=== Exercise goal ===
Every record below must be written out exactly. Leave out the pictures.

===== Records shown =====

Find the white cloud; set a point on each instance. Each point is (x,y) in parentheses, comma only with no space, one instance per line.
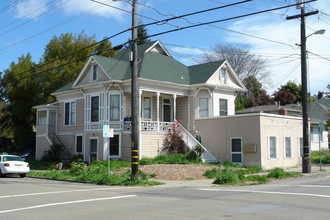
(287,32)
(94,8)
(30,8)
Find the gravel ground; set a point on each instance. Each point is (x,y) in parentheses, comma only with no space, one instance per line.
(177,171)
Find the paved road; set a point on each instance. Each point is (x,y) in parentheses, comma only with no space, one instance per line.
(305,198)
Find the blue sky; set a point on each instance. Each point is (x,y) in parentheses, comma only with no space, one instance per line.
(28,25)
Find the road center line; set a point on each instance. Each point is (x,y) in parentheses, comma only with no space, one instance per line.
(267,192)
(65,203)
(59,192)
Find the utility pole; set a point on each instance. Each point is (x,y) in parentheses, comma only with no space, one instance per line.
(135,94)
(306,161)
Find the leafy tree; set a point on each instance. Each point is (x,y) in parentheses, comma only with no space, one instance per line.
(263,99)
(242,102)
(254,96)
(21,92)
(293,88)
(244,62)
(142,34)
(284,97)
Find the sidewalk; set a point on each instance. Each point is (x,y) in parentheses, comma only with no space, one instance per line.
(315,168)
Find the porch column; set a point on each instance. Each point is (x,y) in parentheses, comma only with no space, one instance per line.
(174,107)
(140,116)
(158,94)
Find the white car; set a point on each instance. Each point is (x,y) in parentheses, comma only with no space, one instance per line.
(10,164)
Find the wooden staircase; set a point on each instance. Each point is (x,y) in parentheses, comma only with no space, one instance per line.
(191,142)
(65,153)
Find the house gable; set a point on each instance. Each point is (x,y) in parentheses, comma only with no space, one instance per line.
(225,77)
(93,72)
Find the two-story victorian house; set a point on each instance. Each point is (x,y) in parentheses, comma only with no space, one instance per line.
(101,95)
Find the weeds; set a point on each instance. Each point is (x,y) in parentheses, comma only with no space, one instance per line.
(236,174)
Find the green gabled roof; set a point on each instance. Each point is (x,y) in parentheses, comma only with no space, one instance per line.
(160,67)
(65,88)
(202,72)
(124,54)
(153,66)
(116,69)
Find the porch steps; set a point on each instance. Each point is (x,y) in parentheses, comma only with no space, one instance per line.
(207,156)
(191,142)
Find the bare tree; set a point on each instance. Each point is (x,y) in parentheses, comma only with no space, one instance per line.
(244,62)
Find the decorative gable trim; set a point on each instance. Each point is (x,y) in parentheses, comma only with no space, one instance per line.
(231,72)
(90,63)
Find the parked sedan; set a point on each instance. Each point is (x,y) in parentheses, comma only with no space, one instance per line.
(10,164)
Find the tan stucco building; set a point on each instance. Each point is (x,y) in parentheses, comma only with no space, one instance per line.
(266,140)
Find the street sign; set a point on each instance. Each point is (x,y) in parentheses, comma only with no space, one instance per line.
(106,132)
(321,125)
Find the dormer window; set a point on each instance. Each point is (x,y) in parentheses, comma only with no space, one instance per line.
(94,74)
(223,75)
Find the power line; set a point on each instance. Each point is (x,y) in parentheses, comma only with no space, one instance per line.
(187,27)
(222,20)
(9,6)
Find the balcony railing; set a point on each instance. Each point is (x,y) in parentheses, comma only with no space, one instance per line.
(146,126)
(151,126)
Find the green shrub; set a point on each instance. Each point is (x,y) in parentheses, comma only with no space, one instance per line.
(212,173)
(253,169)
(258,178)
(279,173)
(228,176)
(77,168)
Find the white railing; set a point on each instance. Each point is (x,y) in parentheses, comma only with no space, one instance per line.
(191,142)
(98,126)
(151,126)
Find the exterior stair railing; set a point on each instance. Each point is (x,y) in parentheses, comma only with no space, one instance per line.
(191,142)
(65,154)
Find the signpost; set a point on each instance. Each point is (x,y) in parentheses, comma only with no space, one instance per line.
(321,129)
(107,133)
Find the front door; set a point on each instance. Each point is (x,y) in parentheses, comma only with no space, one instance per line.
(167,110)
(114,146)
(93,150)
(236,150)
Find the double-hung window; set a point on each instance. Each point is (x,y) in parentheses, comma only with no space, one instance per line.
(115,107)
(223,107)
(70,113)
(223,75)
(315,136)
(146,107)
(42,117)
(272,147)
(79,144)
(95,109)
(203,107)
(94,73)
(288,147)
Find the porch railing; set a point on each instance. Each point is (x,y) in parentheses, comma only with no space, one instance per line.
(150,126)
(191,142)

=====

=== Solution to the exercise ===
Find the white cloud; set a point on each instance. Each point is (x,y) in parentheses, comma only with no space, one instance per line.
(287,32)
(94,8)
(30,8)
Find the gravel ground; set a point on each instance. Each point is (x,y) in parentheses, comma only with no space, one instance per line.
(177,171)
Find the paved road; set a point on each instance. Each point is (x,y) in parentheses, comma only with no space, one instance per line.
(305,198)
Find the blue sky; set a point on each instance. Each point is (x,y) in parentheses, comma only with no space, one instance per line.
(28,25)
Find the road center line; set a point on each instance. Each point is (x,y) in parentheses, comma only with no space, one instance per line.
(267,192)
(65,203)
(59,192)
Find the utility pole; set a point on each instance. Each point is (x,y) in parentheses, comma only with no space, one instance per line.
(135,94)
(306,161)
Find the leafy tree; set a point on each instance. Each point is (x,y) in parentheses, comma only with no space, one instance per line.
(263,99)
(242,102)
(254,96)
(21,92)
(293,88)
(244,62)
(142,34)
(284,97)
Find the sidewalk; set a point on each instance. Each point is (x,y) in parentheses, comma only with no space, one instance per line.
(315,168)
Find the porch column; set a point on each instance. Each point is (x,y) in parentheses, comma only with no space, one instance per line.
(174,107)
(140,116)
(158,94)
Find the white car; set a point on each instance. Each point is (x,y) in parentheses, comma only with no space, one instance per line.
(10,164)
Find the wooden staircase; set a point on each instance. Each point is (x,y) in parentheses, comma only with no space, one instance per line.
(191,142)
(65,153)
Find the house gable; set a point on each instance. Each point is (x,y) in parentheses, comma only with no space, one instance per line.
(225,77)
(93,72)
Find the two-story victorian house; set a point on each instance. Each point is (x,y) in parentheses, comma only with no space, one instance per line.
(101,95)
Find the weeds; set a point on each instance. Each point is (x,y) in parentheses, comma only with no space, one instance per line.
(236,174)
Find the green gabled roof; set a point on each instance. Each point is (x,y) in parentheses, comma only with no space, one instance per line.
(160,67)
(65,88)
(202,72)
(124,54)
(153,66)
(116,69)
Find the porch steps; set a point on each instance. Each point is (x,y) in parentheses, comma only with no space, one instance per line.
(207,156)
(191,142)
Find the bare tree; set a point on each instance. Each point is (x,y) in parentheses, comma only with no space, one instance per line.
(244,62)
Find the decorative gable trim; set a point on each instance. Each point is (x,y) in parentheses, comma only with no space, one instance per line.
(231,72)
(90,63)
Find the parked sedan; set a point on each instance. Each point is (x,y) in parentheses, comma only with no space, one instance per line.
(10,164)
Find the tan stucco building; set a point on each instance. Each point is (x,y) in parentheses, comma only with no space, one instance per line.
(266,140)
Find the street sign; set a point on each instance. Each point is (x,y) in parentheses, comma only with no space, one instance per line.
(106,132)
(321,125)
Find the dormer window; set a point on each instance. Each point is (x,y) in parentheses, comma only with no space, one instance per line.
(94,74)
(223,75)
Find the power line; set a point on each instance. Each point is (x,y) in parentheses, comma only with no space, one instance per line.
(187,27)
(222,20)
(9,6)
Find the balcony railing; set a point on each instance. Each point is (x,y) in parentheses, comma only with no space, one instance per line.
(146,126)
(151,126)
Find the green shrub; set a point on each instance. Each point is (x,y) in parentheses, comma only with no space, one instance per line.
(212,173)
(253,169)
(258,178)
(279,173)
(228,176)
(77,168)
Find the white railing; set a point on each instance. Each point is (x,y) in parentheses, comma only with no space, one instance per line.
(191,142)
(98,126)
(151,126)
Find the exterior stair railing; set a point on each instance. Each point is (x,y) in parentheses, comma only with no space, one instance per line.
(191,142)
(65,154)
Find the signpost; set a point on each instance. Each point is (x,y) in parentheses, comma only with no space, one instance per line.
(321,129)
(107,133)
Find the front door; set a point on each instance. Each point is (x,y) in parentheses, comma only with no space, one instance per line.
(167,110)
(114,146)
(93,150)
(236,150)
Find the double-hung window; set a point on each instance. Each point is (x,y) in parentheses, comma only with no space, one instance per line.
(115,107)
(223,107)
(70,113)
(223,75)
(315,136)
(146,107)
(42,117)
(272,147)
(79,144)
(95,109)
(203,107)
(94,73)
(288,147)
Find the porch railing; set a point on each instance. Each point is (x,y) in parentheses, comma only with no space, one instance per line.
(150,126)
(191,142)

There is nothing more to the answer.